◆ **DATA FOR THIS EXERCISE**
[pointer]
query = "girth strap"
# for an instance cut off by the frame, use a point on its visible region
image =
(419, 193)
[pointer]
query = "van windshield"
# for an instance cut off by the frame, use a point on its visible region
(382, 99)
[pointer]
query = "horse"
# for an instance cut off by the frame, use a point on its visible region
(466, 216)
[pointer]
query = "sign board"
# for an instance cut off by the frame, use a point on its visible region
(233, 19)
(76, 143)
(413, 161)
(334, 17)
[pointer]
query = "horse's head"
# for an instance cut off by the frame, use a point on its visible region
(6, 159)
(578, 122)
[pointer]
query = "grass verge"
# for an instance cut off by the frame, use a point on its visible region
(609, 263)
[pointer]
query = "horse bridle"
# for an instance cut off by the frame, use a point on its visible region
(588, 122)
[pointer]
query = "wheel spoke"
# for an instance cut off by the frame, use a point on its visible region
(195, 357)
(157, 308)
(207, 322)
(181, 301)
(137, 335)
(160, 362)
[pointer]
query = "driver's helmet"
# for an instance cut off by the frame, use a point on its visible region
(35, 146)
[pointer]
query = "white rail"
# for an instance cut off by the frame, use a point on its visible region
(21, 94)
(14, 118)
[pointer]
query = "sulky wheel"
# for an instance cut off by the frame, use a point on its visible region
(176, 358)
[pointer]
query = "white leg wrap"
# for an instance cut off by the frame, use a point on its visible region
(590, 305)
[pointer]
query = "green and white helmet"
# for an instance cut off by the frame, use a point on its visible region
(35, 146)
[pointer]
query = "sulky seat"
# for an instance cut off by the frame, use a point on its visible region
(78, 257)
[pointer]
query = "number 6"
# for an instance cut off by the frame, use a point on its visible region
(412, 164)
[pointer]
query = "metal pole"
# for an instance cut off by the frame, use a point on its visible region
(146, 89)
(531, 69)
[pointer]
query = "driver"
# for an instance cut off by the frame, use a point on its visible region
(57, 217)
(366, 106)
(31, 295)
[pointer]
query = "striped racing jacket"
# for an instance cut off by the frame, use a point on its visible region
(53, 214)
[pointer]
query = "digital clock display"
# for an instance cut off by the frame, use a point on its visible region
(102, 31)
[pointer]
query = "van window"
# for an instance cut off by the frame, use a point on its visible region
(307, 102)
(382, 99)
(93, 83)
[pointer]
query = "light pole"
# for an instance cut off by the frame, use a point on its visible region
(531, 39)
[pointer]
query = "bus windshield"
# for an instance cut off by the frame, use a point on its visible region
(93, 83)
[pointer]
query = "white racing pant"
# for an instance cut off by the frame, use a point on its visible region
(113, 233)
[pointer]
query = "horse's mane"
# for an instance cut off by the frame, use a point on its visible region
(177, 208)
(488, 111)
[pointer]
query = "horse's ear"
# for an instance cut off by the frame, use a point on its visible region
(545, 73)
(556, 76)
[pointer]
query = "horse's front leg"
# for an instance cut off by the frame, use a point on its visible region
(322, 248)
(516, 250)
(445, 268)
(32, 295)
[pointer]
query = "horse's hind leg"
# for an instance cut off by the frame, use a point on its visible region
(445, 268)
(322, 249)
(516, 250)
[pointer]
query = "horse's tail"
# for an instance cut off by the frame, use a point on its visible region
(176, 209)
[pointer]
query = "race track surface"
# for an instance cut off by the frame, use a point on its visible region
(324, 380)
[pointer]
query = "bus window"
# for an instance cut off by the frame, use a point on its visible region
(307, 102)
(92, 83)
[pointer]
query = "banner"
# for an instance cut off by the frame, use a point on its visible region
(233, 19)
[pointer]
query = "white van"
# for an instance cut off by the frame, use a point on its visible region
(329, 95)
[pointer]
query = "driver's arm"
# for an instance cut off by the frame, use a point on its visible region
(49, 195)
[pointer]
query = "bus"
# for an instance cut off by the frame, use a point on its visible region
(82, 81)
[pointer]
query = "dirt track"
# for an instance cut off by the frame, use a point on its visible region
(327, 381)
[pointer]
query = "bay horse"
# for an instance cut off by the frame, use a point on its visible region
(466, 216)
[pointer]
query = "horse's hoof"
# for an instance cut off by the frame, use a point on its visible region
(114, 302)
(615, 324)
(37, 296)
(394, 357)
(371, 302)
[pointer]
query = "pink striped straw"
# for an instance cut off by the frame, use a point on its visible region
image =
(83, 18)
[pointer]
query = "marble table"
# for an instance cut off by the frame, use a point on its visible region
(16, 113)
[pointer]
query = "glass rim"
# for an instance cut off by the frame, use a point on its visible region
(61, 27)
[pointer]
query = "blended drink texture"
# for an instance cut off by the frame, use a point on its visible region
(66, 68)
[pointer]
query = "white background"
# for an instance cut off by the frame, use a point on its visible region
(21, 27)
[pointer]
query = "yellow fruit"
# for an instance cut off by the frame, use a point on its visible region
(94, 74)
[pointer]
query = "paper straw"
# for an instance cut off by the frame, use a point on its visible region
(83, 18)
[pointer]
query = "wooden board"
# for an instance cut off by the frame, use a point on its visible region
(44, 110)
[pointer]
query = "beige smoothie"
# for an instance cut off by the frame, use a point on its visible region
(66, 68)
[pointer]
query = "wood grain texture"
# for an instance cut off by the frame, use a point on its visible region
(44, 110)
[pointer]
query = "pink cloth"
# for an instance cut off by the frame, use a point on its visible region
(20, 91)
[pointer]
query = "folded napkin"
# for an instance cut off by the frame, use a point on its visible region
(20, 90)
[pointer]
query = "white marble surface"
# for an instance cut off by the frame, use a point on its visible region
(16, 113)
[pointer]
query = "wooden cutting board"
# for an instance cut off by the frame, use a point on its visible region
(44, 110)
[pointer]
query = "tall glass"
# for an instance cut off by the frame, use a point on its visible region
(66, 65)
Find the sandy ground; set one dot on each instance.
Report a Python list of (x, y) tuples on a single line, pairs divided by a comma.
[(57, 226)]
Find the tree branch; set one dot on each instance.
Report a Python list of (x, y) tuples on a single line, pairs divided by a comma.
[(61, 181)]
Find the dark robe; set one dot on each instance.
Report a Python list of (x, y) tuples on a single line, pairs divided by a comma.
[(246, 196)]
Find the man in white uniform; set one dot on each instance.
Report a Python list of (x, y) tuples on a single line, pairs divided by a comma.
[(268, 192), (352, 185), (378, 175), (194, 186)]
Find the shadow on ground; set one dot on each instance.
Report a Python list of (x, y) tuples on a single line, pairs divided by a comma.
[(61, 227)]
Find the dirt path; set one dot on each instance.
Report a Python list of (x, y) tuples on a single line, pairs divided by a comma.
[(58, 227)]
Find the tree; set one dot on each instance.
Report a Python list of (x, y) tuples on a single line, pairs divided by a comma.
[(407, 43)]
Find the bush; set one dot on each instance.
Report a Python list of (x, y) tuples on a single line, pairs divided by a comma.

◆ **YOUR TASK**
All of the data above must be set down again exactly.

◆ **FINAL ANSWER**
[pointer]
query = "girth strap"
# for an instance cut off by the frame, use a point on its visible region
image =
(419, 193)
[pointer]
query = "van windshield"
# for an instance cut off by the frame, use a point on its visible region
(382, 99)
[pointer]
query = "horse"
# for an instance cut off by the frame, use a point on its visible region
(466, 216)
[pointer]
query = "sign board"
# for an instance cut off by the frame, use a point on its visible region
(233, 19)
(76, 143)
(413, 161)
(334, 17)
[pointer]
query = "horse's head"
# for an instance cut off by the frame, use a point on its visible region
(6, 159)
(578, 122)
[pointer]
query = "grass verge"
# for an instance cut off by the frame, use a point on its visible region
(609, 263)
[pointer]
query = "horse bridle"
# for an instance cut off by the frame, use a point on its visible region
(588, 122)
[pointer]
query = "wheel spoke"
# for an instance cut off by the frame, use a point on its visible region
(195, 357)
(157, 308)
(207, 322)
(181, 301)
(137, 335)
(160, 362)
[pointer]
query = "driver's helmet"
# for an instance cut off by the frame, use a point on its visible region
(35, 146)
[pointer]
query = "white rail"
# for an instance cut off by the frame, use a point on its visible region
(21, 94)
(14, 118)
[pointer]
query = "sulky wheel"
# for an instance cut off by the frame, use a point on its visible region
(176, 358)
[pointer]
query = "white leg wrap"
# for an instance cut off by the frame, use a point on its visible region
(590, 305)
[pointer]
query = "green and white helmet"
# for an instance cut off by the frame, use a point on its visible region
(35, 146)
[pointer]
query = "sulky seat"
# for an instance cut off by the frame, use a point on its visible region
(78, 257)
[pointer]
query = "number 6"
# for an instance cut off by the frame, use a point on its visible region
(412, 164)
[pointer]
query = "metal pole"
# for an instance cut off by the frame, use a point on its visible region
(146, 89)
(531, 69)
[pointer]
query = "driver"
# for an instance cut off by the frame, use a point on its visible region
(57, 217)
(366, 106)
(31, 295)
[pointer]
query = "striped racing jacket"
# for an instance cut off by the frame, use a point on its visible region
(53, 214)
[pointer]
query = "digital clock display"
# for an instance cut off by the frame, use a point on its visible region
(102, 31)
[pointer]
query = "van window"
# for an instance cut off by the frame, use a point on its visible region
(307, 102)
(382, 99)
(93, 83)
[pointer]
query = "light pole"
# for an instance cut off by the frame, use a point on its visible region
(531, 39)
[pointer]
query = "bus windshield"
# for an instance cut off by the frame, use a point on its visible region
(93, 83)
[pointer]
query = "white racing pant"
# for an instance cut off by the frame, use a point on its visible region
(113, 233)
[pointer]
query = "horse's mane"
# for an instance cut off by the frame, use a point on its visible region
(177, 208)
(488, 111)
[pointer]
query = "horse's ear"
# for an instance cut off by the frame, use a point on its visible region
(545, 73)
(556, 76)
[pointer]
query = "horse's front leg"
# for an instance cut off by the frame, use a point on its visible region
(322, 248)
(516, 250)
(445, 268)
(32, 295)
[pointer]
query = "horse's hind leg"
# for an instance cut off by the frame, use a point on its visible region
(445, 268)
(322, 249)
(516, 250)
[pointer]
query = "horse's tail"
# for an instance cut off by the frame, use a point on its visible region
(176, 209)
[pointer]
query = "race track surface"
# for an instance cut off by the frame, use a point on its visible region
(324, 380)
[pointer]
query = "bus window"
# for an instance cut off by the frame, use a point on its visible region
(307, 102)
(92, 83)
[pointer]
query = "banner"
# for an instance cut off by the frame, use a point on its visible region
(233, 19)
[pointer]
query = "white van"
# for an instance cut off by the frame, use a point on its visible region
(329, 95)
[pointer]
query = "driver's arm"
# for an instance cut off by the frame, use a point on its visible region
(49, 195)
[pointer]
query = "bus"
# for an instance cut off by the frame, use a point on its visible region
(82, 81)
[pointer]
query = "dirt track"
# for an instance cut off by the frame, use a point on its visible region
(327, 381)
[pointer]
query = "bay horse"
# for an instance cut off by the frame, use a point on its visible region
(466, 216)
[pointer]
query = "horse's hoof"
# for an instance cut off by the frame, use a point on its visible region
(114, 302)
(615, 324)
(37, 296)
(394, 357)
(371, 302)
[pointer]
query = "pink striped straw"
# for an instance cut off by the frame, use a point on its visible region
image =
(83, 18)
[pointer]
query = "marble table"
# for an instance cut off by the frame, use a point on its visible region
(16, 113)
[pointer]
query = "glass rim"
# for an instance cut off by the frame, use a point on its visible region
(61, 27)
[pointer]
query = "blended drink texture"
# for an instance cut off by the frame, use a point on its visible region
(66, 68)
[pointer]
query = "white background"
# for an instance cut off by the frame, use a point on its visible region
(21, 27)
[pointer]
query = "yellow fruit"
# for an instance cut off by the frame, use a point on its visible region
(94, 74)
[pointer]
query = "paper straw"
# for an instance cut off by the frame, use a point on its visible region
(83, 18)
[pointer]
query = "wooden board"
# for an instance cut off by the frame, use a point on its visible region
(44, 110)
[pointer]
query = "beige smoothie"
# for an instance cut off by the frame, use a point on its visible region
(66, 68)
[pointer]
query = "wood grain texture"
# for an instance cut off by the frame, use a point on its visible region
(44, 110)
[pointer]
query = "pink cloth"
# for an instance cut off by the frame, use a point on its visible region
(20, 91)
[pointer]
query = "folded napkin"
# for an instance cut off by the frame, use a point on its visible region
(20, 90)
[pointer]
query = "white marble surface"
# for an instance cut off by the frame, use a point on its visible region
(16, 113)
[pointer]
query = "wooden cutting board"
# for an instance cut off by the frame, use a point on its visible region
(44, 110)
[pointer]
query = "tall glass"
# for an instance cut off by the frame, use a point on its visible region
(66, 65)
Find the sandy ground; set one dot on each instance.
Report a Python list of (x, y) tuples on a single line, pairs divided by a comma.
[(57, 226)]
Find the tree branch; set one dot on each instance.
Report a Python list of (x, y) tuples on a single line, pairs divided by a comma.
[(61, 181)]
Find the dark robe; set one dot on each instance.
Report a Python list of (x, y) tuples on a single line, pairs divided by a comma.
[(246, 196)]
Find the man in white uniform; set one dot on each instance.
Report a Python list of (x, y) tuples on a single line, pairs divided by a comma.
[(268, 192), (352, 185), (378, 175), (194, 186)]
Find the shadow on ground; set one dot on each instance.
Report a Python list of (x, y) tuples on a single line, pairs divided by a comma.
[(61, 227)]
Find the dirt path; set one dot on each instance.
Report a Python list of (x, y) tuples on a single line, pairs divided by a comma.
[(58, 227)]
Find the tree; set one dot on each instance.
Report a Python list of (x, y) tuples on a single line, pairs divided by a comma.
[(407, 43)]
Find the bush; set one dot on each instance.
Report a Python list of (x, y) tuples on a single line, pairs divided by a comma.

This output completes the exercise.